Documento —

Per la rubrica UNCUT GEMS – diamanti grezzi, Il momento di passaggio di Chiara Marotta: le interviste di Antonio Maiorino sui migliori film d’autore del cinema contemporaneo mondiale. Spesso, inediti (in Italia), non ancora “sgrezzati” dallo sguardo dello spettatore; spesso, autentici gioielli nascosti.

(Questa intervista è stata originariamente pubblicata il 16 dicembre 2021, dopo la menzione speciale del documentario Il momento di passaggio di Chiara Marotta al Festival dei Popoli. Sparita dal web per ragioni tecniche, viene oggi recuperata e riproposta in occasione della partecipazione di Chiara Marotta alla giuria di qualità del Faito Doc Festival - Festival Internazionale del Cinema del Reale, dal 18 a 25 luglio 2023, che prevede anche la proiezione speciale del documentario il 19 luglio in presenza della regista. Il tema del festival nell'annata corrente è quello della diversità. Tutte le informazioni sul Faito Doc Festival qui)

In principio era il Premio Solinas. Chiara Marotta l’ha vinto nel 2018 con la sceneggiatura di Il momento di passaggio, ritorno nella casa di famiglia, che diventa l’occasione per confrontarsi con madre, nonna e sorella sui diversi valori e sulle diverse scelte del passato. Ma era solo il principio, per l’appunto. 5 anni di lavoro il tempo per realizzare il documentario, fresco vincitore della Menzione Speciale al Festival dei Popoli di Firenze e di un’onorevole selezione all’IDFA, il festival di Amsterdam che fa da snodo cruciale a molte delle migliori opere documentarie del panorama contemporaneo. Pur avendo idee chiare e una spiccata vena autoriale, la giovane regista, montatrice e sceneggiatrice di origini campane non nasconde quanto sia importante poter rimuginare sul processo filmico anche durante le riprese, anche durante il montaggio.

Dati forniti —
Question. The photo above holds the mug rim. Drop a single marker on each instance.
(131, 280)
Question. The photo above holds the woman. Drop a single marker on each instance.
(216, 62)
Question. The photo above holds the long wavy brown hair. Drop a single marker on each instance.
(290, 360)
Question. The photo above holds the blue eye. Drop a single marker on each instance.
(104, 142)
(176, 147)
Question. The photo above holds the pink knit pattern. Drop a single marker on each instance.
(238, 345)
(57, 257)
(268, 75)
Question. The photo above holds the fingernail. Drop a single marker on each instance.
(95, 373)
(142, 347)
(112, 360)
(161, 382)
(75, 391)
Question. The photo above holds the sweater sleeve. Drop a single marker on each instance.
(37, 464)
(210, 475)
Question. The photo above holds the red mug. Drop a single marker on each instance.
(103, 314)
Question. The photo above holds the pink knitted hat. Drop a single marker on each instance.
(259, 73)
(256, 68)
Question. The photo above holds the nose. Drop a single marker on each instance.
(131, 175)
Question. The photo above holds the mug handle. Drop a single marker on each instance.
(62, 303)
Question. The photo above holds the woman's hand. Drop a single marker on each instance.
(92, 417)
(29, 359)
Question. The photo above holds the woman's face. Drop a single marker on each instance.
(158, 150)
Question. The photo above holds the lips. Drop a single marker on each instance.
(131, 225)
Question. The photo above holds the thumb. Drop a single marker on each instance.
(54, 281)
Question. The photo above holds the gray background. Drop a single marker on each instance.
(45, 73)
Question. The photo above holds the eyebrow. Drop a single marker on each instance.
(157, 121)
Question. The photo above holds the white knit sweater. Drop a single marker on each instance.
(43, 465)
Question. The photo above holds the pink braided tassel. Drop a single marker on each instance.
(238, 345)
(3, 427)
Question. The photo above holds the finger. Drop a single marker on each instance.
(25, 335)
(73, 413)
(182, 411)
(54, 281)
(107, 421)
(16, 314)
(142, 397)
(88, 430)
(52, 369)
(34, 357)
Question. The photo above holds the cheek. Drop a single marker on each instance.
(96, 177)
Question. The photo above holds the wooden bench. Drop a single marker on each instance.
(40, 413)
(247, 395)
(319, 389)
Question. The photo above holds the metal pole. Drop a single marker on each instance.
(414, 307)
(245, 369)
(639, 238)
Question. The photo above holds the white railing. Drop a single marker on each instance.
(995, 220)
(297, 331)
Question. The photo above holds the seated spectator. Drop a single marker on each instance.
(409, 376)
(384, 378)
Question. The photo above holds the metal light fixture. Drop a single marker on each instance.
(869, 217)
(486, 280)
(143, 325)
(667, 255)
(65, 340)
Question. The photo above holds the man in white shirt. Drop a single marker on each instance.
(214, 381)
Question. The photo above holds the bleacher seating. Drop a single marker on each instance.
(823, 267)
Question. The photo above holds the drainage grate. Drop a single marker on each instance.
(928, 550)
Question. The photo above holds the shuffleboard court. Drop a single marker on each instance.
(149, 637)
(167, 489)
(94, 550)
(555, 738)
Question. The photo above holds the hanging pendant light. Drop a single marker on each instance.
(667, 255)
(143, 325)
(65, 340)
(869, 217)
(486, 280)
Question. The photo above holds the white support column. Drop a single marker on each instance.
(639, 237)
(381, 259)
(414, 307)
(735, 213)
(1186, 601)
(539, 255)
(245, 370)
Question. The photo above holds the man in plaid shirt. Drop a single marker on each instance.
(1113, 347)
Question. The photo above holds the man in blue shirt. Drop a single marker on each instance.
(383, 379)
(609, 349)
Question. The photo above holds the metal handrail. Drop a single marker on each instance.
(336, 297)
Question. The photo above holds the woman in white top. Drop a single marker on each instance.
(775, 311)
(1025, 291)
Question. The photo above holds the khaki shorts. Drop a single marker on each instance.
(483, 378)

Consegne —
1 - Secondo il testo su Il momento di passaggio, in quale anno Chiara Marotta ha vinto il Premio Solinas?
2 - Per favore, prosegui il testo su Il momento di passaggio dopo la sua ultima frase.

Risposte per compito —
1 - Nel 2018.

2 -
Così è stato per Il momento di passaggio, prima che vedesse la luce dell’anteprima italiana a Firenze e di quella di europea ad Amsterdam. Ma non chiamiamola “formula vincente”, anche se la regista vanta già premi e partecipazioni di prestigio in giro per il mondo (tra cui Veronica Non Sa Fumare, Premio come Miglior Cortometraggio alla 34. Settimana Internazionale della Critica di Venezia). È un cinema che rigetta le formule. Fa dei suoni un magma. Dello storytelling, un processo con molti ricercati glitch, che vanno dagli stacchi d'immagini ai giochi di suggestione dei primi piani o delle luci. Non è un album di famiglia. Confrontarsi con i suoi, così presi dalla loro incrollabile fede religiosa, si presenta come un processo dinamico, attraversato dal dubbio, animato. Che all’animazione, tra l’altro, ricorre, in una delle sue varianti di stile. Riscoprirsi, in famiglia, in presa diretta, è un’operazione d’autore.


LA TRAMA DE IL MOMENTO DI PASSAGGIO

Una famiglia, in una comunità religiosa, e una figlia che non ne fa più parte. Poi un nuovo mondo da abitare e una casa da lasciarsi alle spalle. Sono tutti pezzi della vita dell’autrice, che ritorna a casa dopo un periodo di lontananza per affrontare questioni irrisolte insieme a sua nonna, sua madre e sua sorella. È possibile essere una famiglia senza condividere gli stessi valori? È possibile accettarsi? (fonte: La Sarraz Pictures)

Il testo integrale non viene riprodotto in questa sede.